─── 本文抜粋 ───

池田信夫が性懲りもなく間違いを繰り返す
デフレ時代にさんざん間違った発言を繰り返し、アベノミクス開始とともに事実によって叩きのめされた池田信夫が捲土重来を図っております。
アベノミクスが踊り場にきたのを好機とみたのでしょうが、学識がないのに経済学者を名乗る弱点が祟ってやっぱり間違いの連発をしています。
2014年05月10日12:15
供給力が下がってデフレは終わった
早川英男氏の発言が、市場で話題になっている。彼と私は学生時代から意見がほとんど同じだが、今度もそうだ。JBpressにも書いたように、景気循環の回復局面が終わり、黒田総裁も認めるようにGDPギャップがゼロになり、失業率も自然失業率に近づいた。
現在の失業率は3.6%だそうですが、これで自然失業率と呼ぶには高すぎます。
日本の失業率が3%超えたのは1995年で、GDPデフレーターでみてデフレになった翌年です。デフレという異常事態に陥って高まった数字が3%なのですから、現在の失業率が常態のわけがありません。
それを理解する上で重要なのは、潜在成長率という概念だ。これは日本経済の供給力の増加率を示すもので、成長率がこれより高いとインフレになり、低いとデフレになる。上の図のように2000年代には潜在成長率は0.8%まで下がり、今は0%ぐらいまで下がったのではないか、というのが早川氏の見立てだ。潜在GDPは複雑な推計なので断定的なことはいえないが、今の人手不足はGDPが潜在GDPとほぼ一致したことを示唆している。
現在の人手不足は経済全体に広がっているわけではなく、条件の悪いところや特殊な技能が必要なところに発生しているので、こんな評価は時期尚早。
もし経済全体に広がっていれば、名目賃金が全体の傾向として上昇するはずなので、池田信夫が「実質賃金がーっ」と騒いでいることと矛盾します。自分の言い分と矛盾したことを言うのは池田信夫の十八番。
昨年の実質成長率は(公共事業を除いて)ほぼゼロなので、これは潜在GDPが下がってGDPギャップがゼロになったということだ。
なぬ?
国民経済計算(GDP統計) - 内閣府
昨年の実質成長率は1.5%ですが、ここから公共事業をぬくと0になるという理路は?式は?
この大きな原因はエネルギー価格の上昇で、ここ3年で20%ぐらい上がり、潜在GDPを下げた。
エネルギー価格の上昇で潜在GDPが下がる?
となると世界的に潜在GDPは下がったことになりますから、世界同時インフレになるはずですな。
ユーロ圏がデフレに嵌りつつある理由を説明してみろや。

─── 抽出エントリ ───

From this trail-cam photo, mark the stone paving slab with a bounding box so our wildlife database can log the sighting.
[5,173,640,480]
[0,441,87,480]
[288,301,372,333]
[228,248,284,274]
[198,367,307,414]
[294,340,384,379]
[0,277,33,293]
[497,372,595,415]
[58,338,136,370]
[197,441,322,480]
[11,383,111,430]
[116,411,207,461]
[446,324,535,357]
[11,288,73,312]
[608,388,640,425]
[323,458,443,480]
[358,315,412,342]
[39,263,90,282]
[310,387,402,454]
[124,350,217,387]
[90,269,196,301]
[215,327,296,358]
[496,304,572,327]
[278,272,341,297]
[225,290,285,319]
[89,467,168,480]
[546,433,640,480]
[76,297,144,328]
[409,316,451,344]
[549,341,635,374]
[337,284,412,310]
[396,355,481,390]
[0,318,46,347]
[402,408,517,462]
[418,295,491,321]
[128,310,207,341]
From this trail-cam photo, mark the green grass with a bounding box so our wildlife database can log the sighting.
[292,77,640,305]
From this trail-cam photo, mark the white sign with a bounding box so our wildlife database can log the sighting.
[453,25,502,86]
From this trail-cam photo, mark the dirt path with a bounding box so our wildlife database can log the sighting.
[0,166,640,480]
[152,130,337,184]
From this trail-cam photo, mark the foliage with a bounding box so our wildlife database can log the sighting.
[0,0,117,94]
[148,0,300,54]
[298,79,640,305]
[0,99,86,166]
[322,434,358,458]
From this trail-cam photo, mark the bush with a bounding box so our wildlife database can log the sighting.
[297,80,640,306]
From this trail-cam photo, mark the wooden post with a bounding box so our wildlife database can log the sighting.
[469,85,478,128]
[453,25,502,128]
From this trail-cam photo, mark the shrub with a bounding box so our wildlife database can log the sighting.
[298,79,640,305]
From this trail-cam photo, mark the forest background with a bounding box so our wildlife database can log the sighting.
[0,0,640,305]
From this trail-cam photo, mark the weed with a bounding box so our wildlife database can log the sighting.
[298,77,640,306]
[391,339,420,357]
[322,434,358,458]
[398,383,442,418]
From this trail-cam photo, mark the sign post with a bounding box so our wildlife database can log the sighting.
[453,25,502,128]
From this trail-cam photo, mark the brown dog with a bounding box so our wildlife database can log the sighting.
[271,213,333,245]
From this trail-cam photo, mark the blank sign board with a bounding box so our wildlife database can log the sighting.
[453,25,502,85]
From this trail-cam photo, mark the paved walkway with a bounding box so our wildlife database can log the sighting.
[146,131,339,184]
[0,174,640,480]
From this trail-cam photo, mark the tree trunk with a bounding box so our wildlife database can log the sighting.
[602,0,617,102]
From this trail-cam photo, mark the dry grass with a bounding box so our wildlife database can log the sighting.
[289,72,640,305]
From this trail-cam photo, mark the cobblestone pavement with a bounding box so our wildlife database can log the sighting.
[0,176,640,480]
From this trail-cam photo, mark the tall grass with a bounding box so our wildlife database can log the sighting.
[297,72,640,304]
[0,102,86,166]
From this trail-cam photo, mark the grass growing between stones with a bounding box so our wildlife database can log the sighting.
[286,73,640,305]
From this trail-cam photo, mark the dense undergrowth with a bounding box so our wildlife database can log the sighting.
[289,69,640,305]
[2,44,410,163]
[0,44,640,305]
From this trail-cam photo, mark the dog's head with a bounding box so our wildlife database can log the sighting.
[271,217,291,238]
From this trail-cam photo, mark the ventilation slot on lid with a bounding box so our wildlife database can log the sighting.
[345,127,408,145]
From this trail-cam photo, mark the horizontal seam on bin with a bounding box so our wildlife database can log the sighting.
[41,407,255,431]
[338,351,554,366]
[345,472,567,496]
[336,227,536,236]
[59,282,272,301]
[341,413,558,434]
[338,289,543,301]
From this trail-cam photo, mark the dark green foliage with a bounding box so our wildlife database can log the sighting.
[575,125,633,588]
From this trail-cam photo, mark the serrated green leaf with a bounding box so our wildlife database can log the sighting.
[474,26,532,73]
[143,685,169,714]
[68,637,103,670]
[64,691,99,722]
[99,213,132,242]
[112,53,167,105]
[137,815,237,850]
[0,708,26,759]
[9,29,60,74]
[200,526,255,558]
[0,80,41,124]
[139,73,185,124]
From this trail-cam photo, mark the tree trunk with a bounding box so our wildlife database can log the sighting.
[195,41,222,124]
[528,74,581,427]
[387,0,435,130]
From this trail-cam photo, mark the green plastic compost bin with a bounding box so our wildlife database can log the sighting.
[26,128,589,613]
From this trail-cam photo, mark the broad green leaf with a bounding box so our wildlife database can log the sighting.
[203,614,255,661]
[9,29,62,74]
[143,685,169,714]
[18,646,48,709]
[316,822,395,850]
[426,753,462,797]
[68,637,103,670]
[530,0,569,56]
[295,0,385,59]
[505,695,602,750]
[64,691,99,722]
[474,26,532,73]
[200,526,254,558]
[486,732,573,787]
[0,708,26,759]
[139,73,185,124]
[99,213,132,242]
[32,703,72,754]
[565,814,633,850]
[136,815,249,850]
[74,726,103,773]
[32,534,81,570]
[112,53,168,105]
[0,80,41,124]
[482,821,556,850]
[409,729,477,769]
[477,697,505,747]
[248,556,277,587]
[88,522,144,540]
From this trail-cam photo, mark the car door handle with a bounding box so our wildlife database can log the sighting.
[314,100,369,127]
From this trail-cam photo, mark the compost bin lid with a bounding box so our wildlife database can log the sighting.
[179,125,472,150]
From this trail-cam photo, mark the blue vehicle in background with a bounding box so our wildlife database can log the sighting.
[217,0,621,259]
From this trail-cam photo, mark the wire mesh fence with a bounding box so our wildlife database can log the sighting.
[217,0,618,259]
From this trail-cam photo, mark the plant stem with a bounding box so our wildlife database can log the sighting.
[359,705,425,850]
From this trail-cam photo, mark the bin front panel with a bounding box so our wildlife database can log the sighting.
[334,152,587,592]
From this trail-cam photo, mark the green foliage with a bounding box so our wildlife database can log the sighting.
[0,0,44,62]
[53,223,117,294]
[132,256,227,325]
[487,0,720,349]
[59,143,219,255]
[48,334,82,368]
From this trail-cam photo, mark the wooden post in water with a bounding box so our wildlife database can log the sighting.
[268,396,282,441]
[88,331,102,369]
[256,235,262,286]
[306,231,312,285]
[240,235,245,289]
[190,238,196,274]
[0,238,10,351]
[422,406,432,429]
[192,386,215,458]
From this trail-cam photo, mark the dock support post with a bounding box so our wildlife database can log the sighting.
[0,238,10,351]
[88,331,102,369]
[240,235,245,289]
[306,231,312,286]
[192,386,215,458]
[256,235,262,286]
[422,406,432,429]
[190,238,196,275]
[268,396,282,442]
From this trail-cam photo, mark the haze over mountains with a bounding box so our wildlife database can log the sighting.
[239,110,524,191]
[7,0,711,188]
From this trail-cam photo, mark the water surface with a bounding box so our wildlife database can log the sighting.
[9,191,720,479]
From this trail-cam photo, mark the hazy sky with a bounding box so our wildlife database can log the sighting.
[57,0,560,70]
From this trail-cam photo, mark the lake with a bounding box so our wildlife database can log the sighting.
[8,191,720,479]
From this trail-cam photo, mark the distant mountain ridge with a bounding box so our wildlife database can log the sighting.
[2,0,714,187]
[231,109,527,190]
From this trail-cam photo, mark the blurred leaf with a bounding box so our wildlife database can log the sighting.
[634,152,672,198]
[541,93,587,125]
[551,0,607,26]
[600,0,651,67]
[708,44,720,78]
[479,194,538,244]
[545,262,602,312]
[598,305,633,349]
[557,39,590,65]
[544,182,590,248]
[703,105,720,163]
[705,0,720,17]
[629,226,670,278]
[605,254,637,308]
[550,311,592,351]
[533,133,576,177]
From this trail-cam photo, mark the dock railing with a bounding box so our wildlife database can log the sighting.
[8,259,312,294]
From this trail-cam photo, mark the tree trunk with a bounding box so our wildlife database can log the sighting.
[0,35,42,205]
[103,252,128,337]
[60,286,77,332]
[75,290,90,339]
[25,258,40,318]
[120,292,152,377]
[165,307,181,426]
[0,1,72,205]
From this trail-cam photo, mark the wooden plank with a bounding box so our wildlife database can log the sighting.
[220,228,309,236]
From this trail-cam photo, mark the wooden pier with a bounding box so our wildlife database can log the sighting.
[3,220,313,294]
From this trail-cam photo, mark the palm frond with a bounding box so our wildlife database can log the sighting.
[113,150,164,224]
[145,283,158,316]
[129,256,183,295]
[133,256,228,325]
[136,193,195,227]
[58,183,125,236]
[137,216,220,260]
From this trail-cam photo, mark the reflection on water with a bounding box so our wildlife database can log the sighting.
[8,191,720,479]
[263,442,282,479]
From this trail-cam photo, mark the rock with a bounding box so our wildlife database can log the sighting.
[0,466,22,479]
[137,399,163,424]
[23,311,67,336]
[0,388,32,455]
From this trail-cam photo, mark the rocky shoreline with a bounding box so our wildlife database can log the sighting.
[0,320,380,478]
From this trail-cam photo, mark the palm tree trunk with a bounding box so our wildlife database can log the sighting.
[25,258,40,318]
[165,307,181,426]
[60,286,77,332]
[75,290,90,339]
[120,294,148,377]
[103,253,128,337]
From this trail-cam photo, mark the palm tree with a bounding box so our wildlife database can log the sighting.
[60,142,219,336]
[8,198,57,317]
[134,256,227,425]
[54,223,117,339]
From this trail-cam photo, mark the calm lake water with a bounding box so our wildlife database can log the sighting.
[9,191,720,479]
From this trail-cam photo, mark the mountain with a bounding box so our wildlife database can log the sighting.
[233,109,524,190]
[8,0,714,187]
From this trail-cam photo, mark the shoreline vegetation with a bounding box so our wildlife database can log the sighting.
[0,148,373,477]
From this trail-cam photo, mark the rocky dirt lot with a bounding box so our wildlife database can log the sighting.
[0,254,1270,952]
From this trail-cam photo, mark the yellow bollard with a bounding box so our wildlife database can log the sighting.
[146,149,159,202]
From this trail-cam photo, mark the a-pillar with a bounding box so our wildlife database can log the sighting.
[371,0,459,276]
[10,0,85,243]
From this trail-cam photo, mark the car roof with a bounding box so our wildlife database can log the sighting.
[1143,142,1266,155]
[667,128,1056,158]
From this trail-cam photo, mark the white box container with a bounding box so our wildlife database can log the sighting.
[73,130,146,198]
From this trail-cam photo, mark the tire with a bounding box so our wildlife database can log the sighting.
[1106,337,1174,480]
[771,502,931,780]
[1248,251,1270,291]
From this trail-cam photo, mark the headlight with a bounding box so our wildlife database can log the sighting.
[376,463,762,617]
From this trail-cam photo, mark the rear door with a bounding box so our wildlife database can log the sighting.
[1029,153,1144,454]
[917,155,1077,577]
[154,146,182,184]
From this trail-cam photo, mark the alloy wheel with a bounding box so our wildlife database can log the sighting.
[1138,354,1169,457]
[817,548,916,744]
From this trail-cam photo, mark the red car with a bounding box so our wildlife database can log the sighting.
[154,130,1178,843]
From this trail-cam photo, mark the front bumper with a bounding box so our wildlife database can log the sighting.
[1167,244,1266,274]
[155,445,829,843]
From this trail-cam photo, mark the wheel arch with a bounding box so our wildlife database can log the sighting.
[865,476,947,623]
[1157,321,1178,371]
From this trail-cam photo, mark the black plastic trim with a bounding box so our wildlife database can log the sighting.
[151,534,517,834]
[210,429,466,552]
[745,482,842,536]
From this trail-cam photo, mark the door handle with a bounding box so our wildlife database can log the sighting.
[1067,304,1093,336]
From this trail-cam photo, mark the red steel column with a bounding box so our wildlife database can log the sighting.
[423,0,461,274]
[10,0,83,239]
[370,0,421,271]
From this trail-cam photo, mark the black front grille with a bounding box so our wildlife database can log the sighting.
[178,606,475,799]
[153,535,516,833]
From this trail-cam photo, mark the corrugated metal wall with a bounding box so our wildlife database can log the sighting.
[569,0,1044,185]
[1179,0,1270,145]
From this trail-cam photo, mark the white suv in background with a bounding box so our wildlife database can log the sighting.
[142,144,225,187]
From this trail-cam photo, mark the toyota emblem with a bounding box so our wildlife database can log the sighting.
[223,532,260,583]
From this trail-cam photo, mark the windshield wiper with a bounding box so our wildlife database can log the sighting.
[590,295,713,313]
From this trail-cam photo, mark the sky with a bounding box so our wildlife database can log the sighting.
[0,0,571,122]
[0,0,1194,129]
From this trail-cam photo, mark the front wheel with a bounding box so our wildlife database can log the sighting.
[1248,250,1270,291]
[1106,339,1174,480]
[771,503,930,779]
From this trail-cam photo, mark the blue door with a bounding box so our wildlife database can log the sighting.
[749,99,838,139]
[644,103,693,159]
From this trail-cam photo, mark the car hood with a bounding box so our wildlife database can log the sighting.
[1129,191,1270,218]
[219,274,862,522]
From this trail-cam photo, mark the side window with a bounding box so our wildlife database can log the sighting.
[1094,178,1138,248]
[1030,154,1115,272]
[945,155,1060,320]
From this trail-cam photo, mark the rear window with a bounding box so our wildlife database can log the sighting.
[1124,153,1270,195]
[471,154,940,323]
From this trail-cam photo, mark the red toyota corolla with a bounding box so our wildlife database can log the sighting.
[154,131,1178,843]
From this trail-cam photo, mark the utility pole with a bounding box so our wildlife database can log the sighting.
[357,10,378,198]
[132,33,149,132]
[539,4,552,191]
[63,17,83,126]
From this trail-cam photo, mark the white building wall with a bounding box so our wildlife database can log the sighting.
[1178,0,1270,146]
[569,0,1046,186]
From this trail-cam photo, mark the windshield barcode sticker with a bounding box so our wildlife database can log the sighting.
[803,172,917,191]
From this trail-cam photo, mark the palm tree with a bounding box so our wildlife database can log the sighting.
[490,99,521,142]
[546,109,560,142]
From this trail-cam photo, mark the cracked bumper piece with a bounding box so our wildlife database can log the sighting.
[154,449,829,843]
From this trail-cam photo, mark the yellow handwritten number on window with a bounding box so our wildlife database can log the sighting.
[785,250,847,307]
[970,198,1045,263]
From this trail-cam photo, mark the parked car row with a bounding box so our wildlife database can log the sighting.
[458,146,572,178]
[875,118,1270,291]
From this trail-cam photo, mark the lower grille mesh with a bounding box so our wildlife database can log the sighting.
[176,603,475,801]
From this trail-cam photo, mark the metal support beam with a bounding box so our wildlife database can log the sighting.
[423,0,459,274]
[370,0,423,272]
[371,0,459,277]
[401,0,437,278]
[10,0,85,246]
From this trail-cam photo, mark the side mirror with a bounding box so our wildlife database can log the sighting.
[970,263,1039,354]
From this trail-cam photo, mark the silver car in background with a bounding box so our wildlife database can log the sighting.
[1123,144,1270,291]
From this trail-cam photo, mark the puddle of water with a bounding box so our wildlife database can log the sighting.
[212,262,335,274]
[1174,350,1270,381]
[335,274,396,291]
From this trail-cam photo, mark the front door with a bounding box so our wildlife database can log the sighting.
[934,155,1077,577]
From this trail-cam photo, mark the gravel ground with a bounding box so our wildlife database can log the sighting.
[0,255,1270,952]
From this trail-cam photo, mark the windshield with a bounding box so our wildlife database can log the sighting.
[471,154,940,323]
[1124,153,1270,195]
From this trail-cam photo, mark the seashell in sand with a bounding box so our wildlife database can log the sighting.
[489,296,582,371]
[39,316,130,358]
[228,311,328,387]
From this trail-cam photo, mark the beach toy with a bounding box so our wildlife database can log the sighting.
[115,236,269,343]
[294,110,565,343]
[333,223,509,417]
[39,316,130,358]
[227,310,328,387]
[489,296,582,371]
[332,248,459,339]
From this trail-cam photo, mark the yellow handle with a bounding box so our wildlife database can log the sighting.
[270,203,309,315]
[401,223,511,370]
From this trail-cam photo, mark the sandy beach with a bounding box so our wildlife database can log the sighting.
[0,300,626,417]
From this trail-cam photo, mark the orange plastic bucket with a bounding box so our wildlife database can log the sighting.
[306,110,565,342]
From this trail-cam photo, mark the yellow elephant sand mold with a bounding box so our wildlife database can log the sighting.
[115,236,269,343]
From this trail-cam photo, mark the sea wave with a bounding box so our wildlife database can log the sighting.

───

演習課題 A →
上に掲げたデフレをめぐる論評のうち、「昨年の実質成長率は(公共事業」から「時インフレになるはずですな。」までの部分をすべて、そのまま書き写すこと。
演習課題 B →
上のデフレをめぐる論評を、示された最後の文の直後から書き継ぐこと。

課題の解答 A →
昨年の実質成長率は(公共事業を除いて)ほぼゼロなので、これは潜在GDPが下がってGDPギャップがゼロになったということだ。
なぬ?
国民経済計算(GDP統計) - 内閣府
昨年の実質成長率は1.5%ですが、ここから公共事業をぬくと0になるという理路は?式は?
この大きな原因はエネルギー価格の上昇で、ここ3年で20%ぐらい上がり、潜在GDPを下げた。
エネルギー価格の上昇で潜在GDPが下がる?
となると世界的に潜在GDPは下がったことになりますから、世界同時インフレになるはずですな。

課題の解答 B →
株式市場はちょっと明るくなったが、元に戻ってしまった。失業率も実質GDPも、リーマン・ショックの前に戻っただけだ。上場企業は増益にわいているが、中小の景気動向指数はマイナスだ。しかし人手不足がひどくなってきたので、これから名目賃金が上がるだろう。
そうすると物価も上がるので、日銀の目標2%は(コアCPIでは)達成できる可能性がある。しかし今のコアコア0.7%でGDPギャップがほぼゼロなのだから、これ以上インフレになると、供給不足になってGDPが下がる。これは石油危機のときのようなスタグフレーションである。
生産性の上昇以上に名目賃金が上がればスタグフレーションになりますが、日本の企業がそんなに気前がいいわけない。
もう一つのリスクは、長期金利が上がることだ。今までは日銀のリフレ政策を市場が信じていないので長期金利は0.6%程度で落ち着いているが、本当に2%のインフレが起こると思ったら、金利は上がるだろう。邦銀は200兆円以上の国債を保有しているので、金利が1%上がるだけで15兆円ぐらいの評価損を抱える。
資産を組み替えるとか、物価連動債に替えるとか、日銀に買ってもらうとかしたらええがな。
これは短期的には、日銀がどんどん国債を買って金融抑圧を続ければ防げる。
短期っていうのがどれくらいを指すのか不明確ですが、景気が回復したら金利が上がるのは当然だし、景気が回復してインフレ率が2%に到達していたり、名目成長率が4%くらいになっているのに金融抑圧を続けるはずがないので、極めてバカな「分析」。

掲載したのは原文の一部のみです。